PROBLEM DETAILS:
Can you pull out every line in the records below that contains the string "shoe", with uppercase and lowercase treated as different?
Begin TASK INPUT
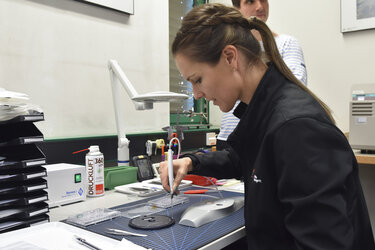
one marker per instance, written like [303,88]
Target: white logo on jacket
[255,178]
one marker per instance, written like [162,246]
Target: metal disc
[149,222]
End TASK INPUT
Begin TASK INPUT
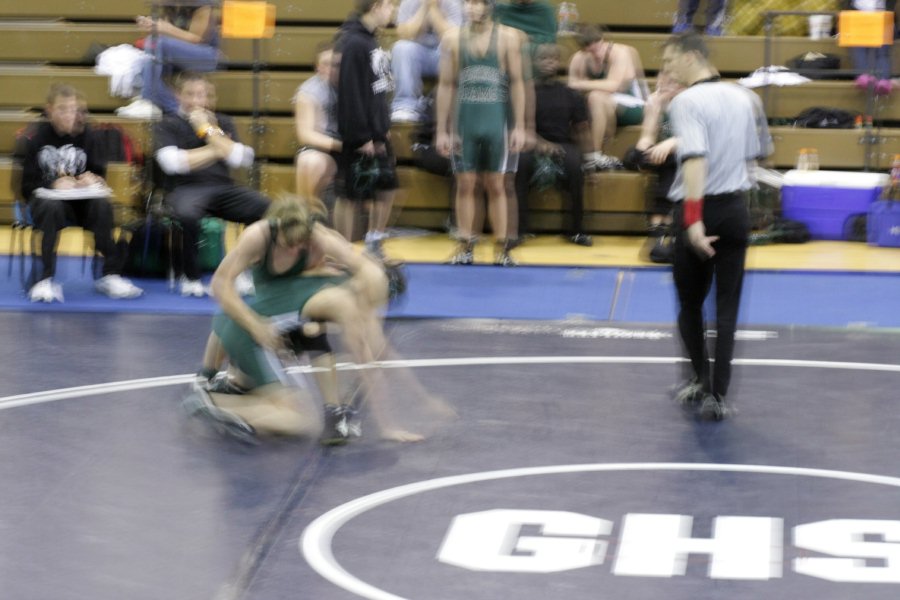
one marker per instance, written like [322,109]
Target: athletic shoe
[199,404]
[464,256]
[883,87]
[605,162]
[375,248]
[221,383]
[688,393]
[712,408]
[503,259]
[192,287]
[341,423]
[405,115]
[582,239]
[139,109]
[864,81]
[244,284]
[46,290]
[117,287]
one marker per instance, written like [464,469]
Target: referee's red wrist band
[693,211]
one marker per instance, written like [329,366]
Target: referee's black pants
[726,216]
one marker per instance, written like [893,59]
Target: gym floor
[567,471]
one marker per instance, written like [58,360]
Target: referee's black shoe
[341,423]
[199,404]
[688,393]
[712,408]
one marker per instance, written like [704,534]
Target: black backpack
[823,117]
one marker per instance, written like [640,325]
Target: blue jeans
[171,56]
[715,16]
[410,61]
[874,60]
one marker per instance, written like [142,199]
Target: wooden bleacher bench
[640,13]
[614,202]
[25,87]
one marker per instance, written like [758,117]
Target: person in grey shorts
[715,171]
End TASK INPUT
OUTPUT OF THE TASK:
Target: athletic shoe
Target: referee's black shoe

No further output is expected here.